--- Records shown ---

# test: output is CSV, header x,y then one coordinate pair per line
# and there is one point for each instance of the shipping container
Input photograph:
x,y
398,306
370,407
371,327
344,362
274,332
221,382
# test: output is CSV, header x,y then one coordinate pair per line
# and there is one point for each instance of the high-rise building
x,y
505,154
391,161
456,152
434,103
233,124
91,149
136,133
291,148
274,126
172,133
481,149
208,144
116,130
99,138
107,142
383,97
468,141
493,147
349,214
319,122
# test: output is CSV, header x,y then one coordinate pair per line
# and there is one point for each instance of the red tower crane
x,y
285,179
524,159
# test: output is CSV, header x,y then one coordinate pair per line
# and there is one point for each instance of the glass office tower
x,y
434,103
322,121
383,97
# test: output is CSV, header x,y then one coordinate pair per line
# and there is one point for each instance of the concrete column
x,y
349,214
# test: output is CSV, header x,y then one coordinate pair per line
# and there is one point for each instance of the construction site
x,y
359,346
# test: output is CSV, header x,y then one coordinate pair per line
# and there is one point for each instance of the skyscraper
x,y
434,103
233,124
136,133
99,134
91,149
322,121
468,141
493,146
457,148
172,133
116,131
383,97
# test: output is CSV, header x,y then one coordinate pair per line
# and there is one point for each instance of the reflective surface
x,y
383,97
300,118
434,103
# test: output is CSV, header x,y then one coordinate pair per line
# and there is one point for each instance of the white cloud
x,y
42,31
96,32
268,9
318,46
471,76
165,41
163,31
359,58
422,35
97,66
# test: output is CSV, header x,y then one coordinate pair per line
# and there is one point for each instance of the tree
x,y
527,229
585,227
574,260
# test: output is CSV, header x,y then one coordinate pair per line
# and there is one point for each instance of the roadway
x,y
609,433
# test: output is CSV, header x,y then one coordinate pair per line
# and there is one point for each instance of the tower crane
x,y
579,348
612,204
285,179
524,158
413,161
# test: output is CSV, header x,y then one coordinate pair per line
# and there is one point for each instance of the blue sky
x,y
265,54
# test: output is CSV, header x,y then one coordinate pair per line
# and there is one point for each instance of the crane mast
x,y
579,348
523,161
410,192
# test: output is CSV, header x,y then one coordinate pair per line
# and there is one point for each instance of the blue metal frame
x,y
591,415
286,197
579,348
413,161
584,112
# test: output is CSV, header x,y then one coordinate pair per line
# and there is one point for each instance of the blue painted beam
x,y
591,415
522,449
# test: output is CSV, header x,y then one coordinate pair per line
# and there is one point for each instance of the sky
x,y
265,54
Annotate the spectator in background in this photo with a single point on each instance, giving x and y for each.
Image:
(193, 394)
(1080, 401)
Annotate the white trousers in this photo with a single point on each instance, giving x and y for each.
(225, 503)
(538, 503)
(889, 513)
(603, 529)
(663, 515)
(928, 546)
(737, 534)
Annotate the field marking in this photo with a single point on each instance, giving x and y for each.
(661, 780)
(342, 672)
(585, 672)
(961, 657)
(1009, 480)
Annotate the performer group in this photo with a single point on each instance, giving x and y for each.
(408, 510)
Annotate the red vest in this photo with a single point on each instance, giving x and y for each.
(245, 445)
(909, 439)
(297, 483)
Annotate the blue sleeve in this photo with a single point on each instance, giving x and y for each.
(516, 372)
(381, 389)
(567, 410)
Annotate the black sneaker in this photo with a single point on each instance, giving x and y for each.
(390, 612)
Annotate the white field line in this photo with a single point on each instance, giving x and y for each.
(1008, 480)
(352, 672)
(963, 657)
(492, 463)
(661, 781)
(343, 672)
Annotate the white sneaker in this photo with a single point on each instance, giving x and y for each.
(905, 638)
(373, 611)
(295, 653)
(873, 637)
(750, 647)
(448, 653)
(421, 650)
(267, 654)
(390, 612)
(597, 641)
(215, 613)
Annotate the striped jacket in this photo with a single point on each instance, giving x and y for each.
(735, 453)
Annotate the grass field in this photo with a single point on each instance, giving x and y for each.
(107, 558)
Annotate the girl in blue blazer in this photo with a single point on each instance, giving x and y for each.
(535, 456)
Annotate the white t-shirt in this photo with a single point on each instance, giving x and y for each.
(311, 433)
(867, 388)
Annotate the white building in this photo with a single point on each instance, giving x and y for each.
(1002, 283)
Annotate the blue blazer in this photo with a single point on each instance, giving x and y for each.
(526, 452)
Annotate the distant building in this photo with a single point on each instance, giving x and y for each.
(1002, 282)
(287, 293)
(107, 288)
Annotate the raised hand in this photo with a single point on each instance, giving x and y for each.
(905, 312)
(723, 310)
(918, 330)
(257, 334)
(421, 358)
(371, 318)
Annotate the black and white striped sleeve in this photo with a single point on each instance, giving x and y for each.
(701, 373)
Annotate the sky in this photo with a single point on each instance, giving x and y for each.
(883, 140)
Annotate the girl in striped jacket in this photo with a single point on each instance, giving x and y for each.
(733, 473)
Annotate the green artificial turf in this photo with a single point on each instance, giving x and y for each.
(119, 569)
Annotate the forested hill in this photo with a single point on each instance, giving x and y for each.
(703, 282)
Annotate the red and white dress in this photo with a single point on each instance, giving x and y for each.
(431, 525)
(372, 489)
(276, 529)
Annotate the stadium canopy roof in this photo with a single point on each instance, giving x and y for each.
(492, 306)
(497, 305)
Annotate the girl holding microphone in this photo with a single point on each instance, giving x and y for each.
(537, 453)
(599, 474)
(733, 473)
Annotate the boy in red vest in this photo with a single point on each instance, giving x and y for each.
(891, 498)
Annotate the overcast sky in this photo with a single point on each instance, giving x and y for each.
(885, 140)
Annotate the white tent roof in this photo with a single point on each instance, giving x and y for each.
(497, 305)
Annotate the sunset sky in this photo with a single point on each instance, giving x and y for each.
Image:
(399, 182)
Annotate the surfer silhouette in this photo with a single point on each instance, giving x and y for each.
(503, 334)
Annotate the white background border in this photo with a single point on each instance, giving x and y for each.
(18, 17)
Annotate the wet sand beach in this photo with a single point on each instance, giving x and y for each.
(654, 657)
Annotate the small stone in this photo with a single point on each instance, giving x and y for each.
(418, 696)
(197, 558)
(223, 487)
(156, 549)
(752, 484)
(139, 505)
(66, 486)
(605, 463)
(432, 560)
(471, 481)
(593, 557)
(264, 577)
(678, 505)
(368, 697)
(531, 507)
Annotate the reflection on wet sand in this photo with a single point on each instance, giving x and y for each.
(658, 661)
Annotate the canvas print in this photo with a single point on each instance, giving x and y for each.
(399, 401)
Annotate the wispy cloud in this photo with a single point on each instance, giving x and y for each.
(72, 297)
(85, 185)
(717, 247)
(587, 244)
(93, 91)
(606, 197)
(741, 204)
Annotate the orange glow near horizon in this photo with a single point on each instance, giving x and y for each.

---

→ **Problem to solve**
Copy the entries exactly as they appear.

→ **Answer to this problem**
# test: output is CSV, header x,y then one coordinate pair per line
# and there is one point for each instance of the shipping container
Input photograph:
x,y
398,306
370,407
371,327
344,362
274,332
221,382
# test: output is CSV, header x,y then one coordinate pair per line
# and there is one point for each instance of the high-rise building
x,y
505,154
391,161
456,152
434,103
233,124
91,149
136,133
291,148
274,126
172,133
481,149
208,144
116,130
99,138
107,142
383,97
468,141
493,147
349,214
319,122
# test: output is CSV, header x,y then one coordinate pair per line
# and there is one point for each instance of the red tower crane
x,y
285,179
524,159
# test: output is CSV, header x,y then one coordinate pair per line
# and there is one point for each instance of the glass office tower
x,y
434,103
322,121
383,97
# test: output is CSV, header x,y then one coordinate pair per line
# and there is one point for each instance of the concrete column
x,y
349,214
# test: output is CSV, header x,y then one coordinate pair per line
# and there is one point for each instance of the construction site
x,y
359,346
# test: output is CSV, header x,y then one coordinate pair per line
# and there is one point for each instance of the skyscraper
x,y
434,103
233,124
136,133
99,134
91,149
322,121
468,141
493,146
457,148
172,133
116,131
383,97
# test: output is CSV, header x,y then one coordinate pair per line
# and there is one point for each instance of the reflective surface
x,y
383,97
300,118
434,103
# test: output is CSV, header x,y then one coordinate pair per line
# and there is one point for each instance of the white cloud
x,y
42,31
96,32
268,9
318,46
471,76
165,41
163,31
359,58
422,35
97,66
# test: output is CSV, header x,y then one coordinate pair per line
# and there is one point for each instance of the tree
x,y
527,229
585,227
574,260
# test: output is CSV, header x,y then one coordinate pair per line
# and there is one point for each instance of the roadway
x,y
609,433
# test: output is CSV, header x,y then one coordinate pair per line
# and there is one point for each instance of the tower crane
x,y
579,348
612,204
285,179
524,158
413,161
# test: output is CSV, header x,y then one coordinate pair per line
# and there is one point for each instance of the blue sky
x,y
265,54
# test: output is CSV, header x,y then one coordinate pair per line
# and there is one point for each instance of the crane mast
x,y
579,348
523,161
410,192
# test: output is CSV, header x,y then one coordinate pair per line
# and there is one point for each instance of the blue metal frame
x,y
591,415
286,197
579,348
413,161
584,112
# test: output is CSV, header x,y then one coordinate pair per line
# and there is one point for each instance of the blue painted beam
x,y
591,415
522,449
# test: output is CSV, header x,y then one coordinate pair per line
# and there is one point for each instance of the sky
x,y
265,54
Annotate the spectator in background in this photo with a single point on each instance, giving x and y for each.
Image:
(193, 394)
(1080, 401)
Annotate the white trousers in this photo with a single point on each instance, giving x and y for each.
(225, 503)
(538, 503)
(889, 513)
(603, 529)
(663, 515)
(928, 546)
(737, 534)
Annotate the field marking in this photo with a single point on each instance, giving x and y for each.
(661, 780)
(342, 672)
(585, 672)
(961, 657)
(1009, 480)
Annotate the performer group in this photo with a single point on each instance, giving x and y for each.
(408, 510)
Annotate the red vest in this photo with a single point on each instance, giving x and y for each.
(245, 445)
(909, 439)
(297, 483)
Annotate the blue sleeve in this photo with a single point on each instance, giving x and y for each.
(516, 372)
(381, 389)
(567, 410)
Annotate the black sneaker in this photo with a single point on each instance, giving x and y for each.
(390, 612)
Annotate the white field line in this photo with a single point on each instance, giving x and y for each.
(1008, 480)
(352, 672)
(963, 657)
(492, 463)
(661, 781)
(343, 672)
Annotate the white sneaker in this photo with a single point on each instance, giving x and y for each.
(905, 638)
(373, 611)
(295, 653)
(873, 637)
(750, 647)
(448, 653)
(421, 650)
(267, 654)
(390, 612)
(597, 641)
(215, 613)
Annotate the striped jacket in this photo with a single point on each instance, giving x and y for each.
(735, 453)
Annotate the grass field in this photo with a single point on each instance, giving x and y for each.
(107, 558)
Annotate the girl in blue blazer in this photo with a single point on each instance, giving x and y for each.
(535, 456)
Annotate the white t-shirt in this photo with a single point on each instance, giving x and y for each.
(311, 433)
(867, 388)
Annotate the white building in this photo with a single point on each instance, giving x and y for each.
(1002, 283)
Annotate the blue blazer in this photo with a single point on each instance, giving x and y for each.
(526, 452)
Annotate the distant building in this photo with a single point on each instance, giving x and y for each.
(1002, 282)
(287, 293)
(107, 288)
Annotate the raised hand in this photo with a single point on each instance, giving x and y for each.
(905, 312)
(723, 310)
(918, 330)
(257, 334)
(421, 358)
(371, 318)
Annotate the black and white striped sleeve in this photo with a single point on each instance, giving x and y for each.
(701, 373)
Annotate the sky in this photo with a single point on each instance, giving x and y for each.
(883, 140)
Annotate the girl in striped jacket in this photo with a single point on each instance, giving x and y for each.
(733, 473)
Annotate the green artificial turf in this photo with a single point on each instance, giving x and y for each.
(119, 569)
Annotate the forested hill in this photo with a single point on each instance, giving x and y for each.
(703, 282)
Annotate the red and white dress in this photo with a single point on each instance, giving x and y for each.
(431, 525)
(372, 489)
(276, 529)
Annotate the stadium canopy roof in this photo with a single point on each instance, giving x and y for each.
(492, 306)
(497, 305)
Annotate the girl holding microphone in this photo with a single point on each instance, giving x and y for each.
(537, 453)
(599, 474)
(733, 473)
Annotate the boy in red vest in this photo with a single point on each instance, giving x and y for each.
(891, 498)
Annotate the overcast sky in this photo with a single point on each instance, giving x and y for each.
(885, 140)
Annotate the white tent roof in this photo with a single point on each instance, giving x and y for each.
(497, 305)
Annotate the sunset sky in this photo with a single point on each instance, giving x and y for each.
Image:
(399, 182)
Annotate the surfer silhouette in this photo with a single point on each instance, giving x and y for each.
(503, 334)
Annotate the white background border in this photo with a single point on each instance, giving x and y for each.
(18, 17)
Annotate the wet sand beach in this photo with a single point on each instance, giving x and y for each.
(654, 657)
Annotate the small stone in this photo with a single point on each instance, giving x and y for each.
(418, 696)
(197, 558)
(223, 487)
(156, 549)
(752, 484)
(139, 505)
(66, 486)
(605, 463)
(432, 560)
(471, 481)
(593, 557)
(264, 577)
(678, 505)
(368, 697)
(531, 507)
Annotate the reflection on wet sand in this photo with a single point on each instance, giving x and y for each.
(658, 661)
Annotate the canvas print in this photo with a single point on each instance, giving x and y for each.
(399, 401)
Annotate the wispy cloud in this photo with a single point on each instance, giving x and y for each.
(72, 297)
(85, 185)
(717, 247)
(587, 244)
(93, 91)
(606, 197)
(741, 204)
Annotate the orange glow near horizon in this photo with a single point on each instance, giving x and y for each.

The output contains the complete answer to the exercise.